>> Begin

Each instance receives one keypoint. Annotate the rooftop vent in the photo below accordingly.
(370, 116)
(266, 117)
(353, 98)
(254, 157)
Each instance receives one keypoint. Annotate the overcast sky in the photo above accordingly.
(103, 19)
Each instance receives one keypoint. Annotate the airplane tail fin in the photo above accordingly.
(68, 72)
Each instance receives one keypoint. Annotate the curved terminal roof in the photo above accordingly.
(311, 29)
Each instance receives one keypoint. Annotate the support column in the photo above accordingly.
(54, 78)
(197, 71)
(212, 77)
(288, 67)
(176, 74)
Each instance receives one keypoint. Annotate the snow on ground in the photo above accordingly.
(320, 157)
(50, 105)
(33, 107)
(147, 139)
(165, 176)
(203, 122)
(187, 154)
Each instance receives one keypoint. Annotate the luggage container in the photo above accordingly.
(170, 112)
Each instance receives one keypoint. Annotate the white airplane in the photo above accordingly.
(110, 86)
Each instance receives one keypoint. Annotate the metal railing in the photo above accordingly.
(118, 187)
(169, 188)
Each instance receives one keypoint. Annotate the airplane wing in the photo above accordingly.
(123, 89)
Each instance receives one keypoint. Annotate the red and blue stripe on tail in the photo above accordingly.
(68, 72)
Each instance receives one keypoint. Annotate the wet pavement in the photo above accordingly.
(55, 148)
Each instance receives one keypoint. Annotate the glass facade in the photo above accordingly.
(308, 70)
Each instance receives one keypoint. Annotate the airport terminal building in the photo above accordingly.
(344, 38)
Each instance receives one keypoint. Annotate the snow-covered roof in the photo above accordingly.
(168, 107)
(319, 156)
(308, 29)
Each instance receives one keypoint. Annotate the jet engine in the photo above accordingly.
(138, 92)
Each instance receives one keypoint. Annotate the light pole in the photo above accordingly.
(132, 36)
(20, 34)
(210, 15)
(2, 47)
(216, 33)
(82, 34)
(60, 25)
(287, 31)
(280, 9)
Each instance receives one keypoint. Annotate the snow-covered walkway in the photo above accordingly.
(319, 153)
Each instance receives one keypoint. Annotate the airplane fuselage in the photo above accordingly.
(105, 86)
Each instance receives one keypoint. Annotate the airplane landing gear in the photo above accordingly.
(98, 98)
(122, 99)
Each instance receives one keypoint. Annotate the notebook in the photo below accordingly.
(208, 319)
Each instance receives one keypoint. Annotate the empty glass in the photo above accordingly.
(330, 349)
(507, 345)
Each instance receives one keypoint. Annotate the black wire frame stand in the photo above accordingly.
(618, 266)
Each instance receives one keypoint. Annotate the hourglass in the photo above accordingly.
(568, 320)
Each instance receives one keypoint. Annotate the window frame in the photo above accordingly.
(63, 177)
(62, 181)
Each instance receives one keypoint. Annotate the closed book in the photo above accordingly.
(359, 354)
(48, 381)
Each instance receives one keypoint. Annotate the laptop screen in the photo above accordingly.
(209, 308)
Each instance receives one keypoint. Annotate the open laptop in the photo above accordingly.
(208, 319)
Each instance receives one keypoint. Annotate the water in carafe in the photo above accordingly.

>> End

- _Task details_: Quote the whole listing above, leaving nothing out.

- _Correct output_:
Each instance receives one keypoint. Annotate the rooftop vent in the photo below accordingly.
(370, 116)
(266, 117)
(353, 98)
(254, 157)
Each instance receives one keypoint. Annotate the overcast sky in the photo above accordingly.
(103, 19)
Each instance receives one keypoint. Annotate the airplane tail fin in the photo above accordingly.
(68, 72)
Each instance receives one keypoint. Annotate the curved terminal roof in the photo above accordingly.
(311, 29)
Each instance receives one keypoint. Annotate the support column in the photo above accordingly.
(54, 78)
(197, 71)
(212, 77)
(288, 67)
(176, 74)
Each instance receives one keypoint. Annotate the snow on ground in the photo above accordingly.
(320, 157)
(50, 105)
(33, 107)
(147, 139)
(165, 176)
(203, 122)
(187, 154)
Each instance receives one keypoint. Annotate the luggage container in the photo above accordingly.
(170, 112)
Each instance receives one keypoint. Annotate the white airplane in the photo above accordingly.
(110, 86)
Each instance receives one keypoint. Annotate the metal railing in the photo above accordingly.
(118, 187)
(169, 188)
Each instance receives one keypoint. Annotate the airplane wing in the photo above accordingly.
(123, 89)
Each instance receives one keypoint. Annotate the red and blue stripe on tail in the photo above accordingly.
(68, 72)
Each instance receives one keypoint. Annotate the wet pavement in the photo above accordingly.
(55, 148)
Each instance receives one keypoint. Annotate the glass facade in the photo above accordingly.
(308, 70)
Each instance receives one keypoint. Annotate the airport terminal building in the photo above accordingly.
(344, 38)
Each instance receives one keypoint. Annotate the snow-covered roof in the photo above accordingly.
(168, 107)
(319, 156)
(308, 29)
Each instance receives one keypoint. Annotate the jet engine in the photo above accordingly.
(138, 92)
Each instance receives one keypoint. Annotate the light pole in the photo above accordingly.
(132, 36)
(20, 34)
(210, 15)
(2, 47)
(216, 33)
(82, 34)
(60, 25)
(287, 31)
(280, 9)
Each instance receives one keypoint. Annotate the snow-covered walkway in the photo above accordingly.
(319, 153)
Each instance receives one keypoint. Annotate the airplane fuselage in the photo above accordingly.
(105, 86)
Each instance receives one keypoint. Annotate the airplane landing gear in the photo above accordingly.
(98, 98)
(122, 99)
Each instance receives one keypoint. Annotate the notebook in the photo below accordingly.
(208, 319)
Each instance receives one keypoint. Annotate the empty glass in the photo above accordingly.
(330, 349)
(507, 345)
Each instance receives one keypoint. Annotate the black wire frame stand in the photo above accordingly.
(618, 266)
Each instance receives one keypoint. Annotate the hourglass in the photo above accordingly.
(568, 320)
Each instance receives one keypoint. Annotate the window frame in the photo above accordingly.
(63, 177)
(62, 181)
Each instance receives one keypoint. Annotate the closed book in the photo above accordingly.
(359, 354)
(48, 381)
Each instance receives one keypoint. Annotate the laptop screen in the photo above accordingly.
(209, 308)
Each instance receives one keypoint. Annotate the open laptop in the photo above accordingly.
(208, 319)
Each instance receives one keypoint. Annotate the water in carafe in the photo above accordingly.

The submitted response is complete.